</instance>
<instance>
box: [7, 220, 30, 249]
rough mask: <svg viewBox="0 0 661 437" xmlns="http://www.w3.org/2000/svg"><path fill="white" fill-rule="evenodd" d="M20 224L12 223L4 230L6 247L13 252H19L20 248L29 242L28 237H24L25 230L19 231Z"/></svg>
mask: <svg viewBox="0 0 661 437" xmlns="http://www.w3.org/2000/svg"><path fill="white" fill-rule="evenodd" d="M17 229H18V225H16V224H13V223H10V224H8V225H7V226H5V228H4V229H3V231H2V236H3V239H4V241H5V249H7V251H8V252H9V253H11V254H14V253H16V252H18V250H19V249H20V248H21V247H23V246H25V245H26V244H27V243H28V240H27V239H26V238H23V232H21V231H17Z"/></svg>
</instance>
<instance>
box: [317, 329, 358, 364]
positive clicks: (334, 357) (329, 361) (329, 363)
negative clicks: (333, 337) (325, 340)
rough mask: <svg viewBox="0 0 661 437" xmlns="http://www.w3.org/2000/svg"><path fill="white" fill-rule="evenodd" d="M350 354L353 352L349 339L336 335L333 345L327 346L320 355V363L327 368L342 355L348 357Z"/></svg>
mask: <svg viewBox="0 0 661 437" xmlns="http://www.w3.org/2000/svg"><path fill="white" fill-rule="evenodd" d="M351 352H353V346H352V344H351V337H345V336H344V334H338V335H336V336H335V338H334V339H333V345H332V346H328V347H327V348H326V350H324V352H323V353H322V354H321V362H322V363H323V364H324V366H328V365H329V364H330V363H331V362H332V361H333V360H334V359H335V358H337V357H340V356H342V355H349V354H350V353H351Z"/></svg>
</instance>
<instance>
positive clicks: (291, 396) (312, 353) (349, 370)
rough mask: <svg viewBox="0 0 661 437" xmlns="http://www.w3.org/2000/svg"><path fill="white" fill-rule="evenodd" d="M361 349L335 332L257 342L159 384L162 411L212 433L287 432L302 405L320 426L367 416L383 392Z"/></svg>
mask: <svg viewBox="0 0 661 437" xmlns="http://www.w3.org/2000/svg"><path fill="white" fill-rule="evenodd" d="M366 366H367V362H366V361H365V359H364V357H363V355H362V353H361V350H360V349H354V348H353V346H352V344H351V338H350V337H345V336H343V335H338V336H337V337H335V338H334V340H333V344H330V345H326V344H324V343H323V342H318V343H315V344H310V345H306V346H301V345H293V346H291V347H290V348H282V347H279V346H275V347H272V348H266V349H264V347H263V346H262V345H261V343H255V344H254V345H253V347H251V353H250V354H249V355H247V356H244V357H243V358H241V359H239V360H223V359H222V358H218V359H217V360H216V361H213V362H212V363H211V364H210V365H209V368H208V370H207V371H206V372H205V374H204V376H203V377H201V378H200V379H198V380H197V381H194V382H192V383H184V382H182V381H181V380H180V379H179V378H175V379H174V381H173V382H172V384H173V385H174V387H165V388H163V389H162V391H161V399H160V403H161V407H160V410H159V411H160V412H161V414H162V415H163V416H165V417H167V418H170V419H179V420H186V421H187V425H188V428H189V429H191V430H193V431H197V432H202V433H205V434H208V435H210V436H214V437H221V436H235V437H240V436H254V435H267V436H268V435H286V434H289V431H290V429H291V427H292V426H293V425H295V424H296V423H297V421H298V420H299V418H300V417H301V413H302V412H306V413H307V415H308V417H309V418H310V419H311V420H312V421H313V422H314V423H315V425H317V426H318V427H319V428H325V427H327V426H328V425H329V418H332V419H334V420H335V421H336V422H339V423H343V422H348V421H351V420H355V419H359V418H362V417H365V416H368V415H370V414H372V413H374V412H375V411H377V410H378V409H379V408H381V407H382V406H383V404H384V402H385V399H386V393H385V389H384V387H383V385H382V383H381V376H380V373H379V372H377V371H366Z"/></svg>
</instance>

########

● **ABOUT THIS TASK**: Put every line of the records above into a Markdown table with a Row column numbering each line and a Line column holding its text. Leave out blank lines.

● **EXPECTED ANSWER**:
| Row | Line |
|---|---|
| 1 | </instance> |
| 2 | <instance> |
| 3 | box: [7, 220, 30, 249] |
| 4 | rough mask: <svg viewBox="0 0 661 437" xmlns="http://www.w3.org/2000/svg"><path fill="white" fill-rule="evenodd" d="M20 224L12 223L4 230L6 247L13 252H19L20 248L29 242L28 237H24L25 230L19 231Z"/></svg> |
| 5 | mask: <svg viewBox="0 0 661 437" xmlns="http://www.w3.org/2000/svg"><path fill="white" fill-rule="evenodd" d="M17 229H18V225H16V224H13V223H10V224H8V225H7V226H5V228H4V229H3V231H2V236H3V239H4V241H5V249H7V251H8V252H9V253H11V254H14V253H16V252H18V250H19V249H20V248H21V247H23V246H25V245H26V244H27V243H28V240H27V239H26V238H23V232H21V231H17Z"/></svg> |
| 6 | </instance> |
| 7 | <instance> |
| 8 | box: [317, 329, 358, 364] |
| 9 | positive clicks: (334, 357) (329, 361) (329, 363) |
| 10 | negative clicks: (333, 337) (325, 340) |
| 11 | rough mask: <svg viewBox="0 0 661 437" xmlns="http://www.w3.org/2000/svg"><path fill="white" fill-rule="evenodd" d="M350 354L353 352L349 339L336 335L333 345L327 346L320 355V363L327 368L342 355L348 357Z"/></svg> |
| 12 | mask: <svg viewBox="0 0 661 437" xmlns="http://www.w3.org/2000/svg"><path fill="white" fill-rule="evenodd" d="M351 352H353V346H352V344H351V337H345V336H344V334H338V335H336V336H335V338H334V339H333V345H332V346H328V347H327V348H326V350H324V352H323V353H322V354H321V362H322V363H323V364H324V366H328V365H329V364H330V363H331V362H332V361H333V360H334V359H335V358H337V357H340V356H342V355H349V354H350V353H351Z"/></svg> |
| 13 | </instance> |
| 14 | <instance> |
| 15 | positive clicks: (291, 396) (312, 353) (349, 370) |
| 16 | rough mask: <svg viewBox="0 0 661 437" xmlns="http://www.w3.org/2000/svg"><path fill="white" fill-rule="evenodd" d="M361 349L335 332L257 342L159 384L162 411L212 433L287 432L302 405L320 426L367 416L383 392Z"/></svg> |
| 17 | mask: <svg viewBox="0 0 661 437" xmlns="http://www.w3.org/2000/svg"><path fill="white" fill-rule="evenodd" d="M366 366H367V362H366V361H365V359H364V357H363V355H362V353H361V350H360V349H354V348H353V346H352V344H351V338H350V337H345V336H343V335H338V336H337V337H335V338H334V340H333V344H330V345H326V344H324V343H323V342H318V343H315V344H310V345H306V346H301V345H293V346H291V347H290V348H282V347H279V346H275V347H272V348H266V349H264V347H263V346H262V345H261V343H255V344H254V345H253V347H251V353H250V354H249V355H247V356H244V357H243V358H241V359H239V360H223V359H222V358H218V359H217V360H216V361H213V362H212V363H211V364H210V365H209V368H208V370H207V371H206V372H205V374H204V376H203V377H201V378H200V379H198V380H197V381H194V382H192V383H184V382H182V381H181V380H180V379H179V378H175V379H174V381H173V382H172V384H173V385H174V387H165V388H163V389H162V391H161V399H160V403H161V407H160V410H159V411H160V412H161V414H162V415H163V416H165V417H167V418H170V419H179V420H186V421H187V425H188V428H189V429H191V430H193V431H197V432H202V433H205V434H208V435H210V436H214V437H221V436H235V437H240V436H254V435H267V436H268V435H286V434H289V431H290V429H291V427H292V426H293V425H295V424H296V423H297V421H298V420H299V418H300V417H301V413H302V412H306V413H307V415H308V417H309V418H310V419H311V420H312V421H313V422H314V423H315V425H317V426H318V427H319V428H325V427H327V426H328V425H329V418H332V419H334V420H335V421H336V422H339V423H343V422H348V421H351V420H355V419H359V418H362V417H365V416H368V415H370V414H372V413H374V412H375V411H377V410H378V409H379V408H381V407H382V406H383V404H384V402H385V399H386V393H385V389H384V387H383V385H382V383H381V376H380V373H379V372H377V371H366Z"/></svg> |
| 18 | </instance> |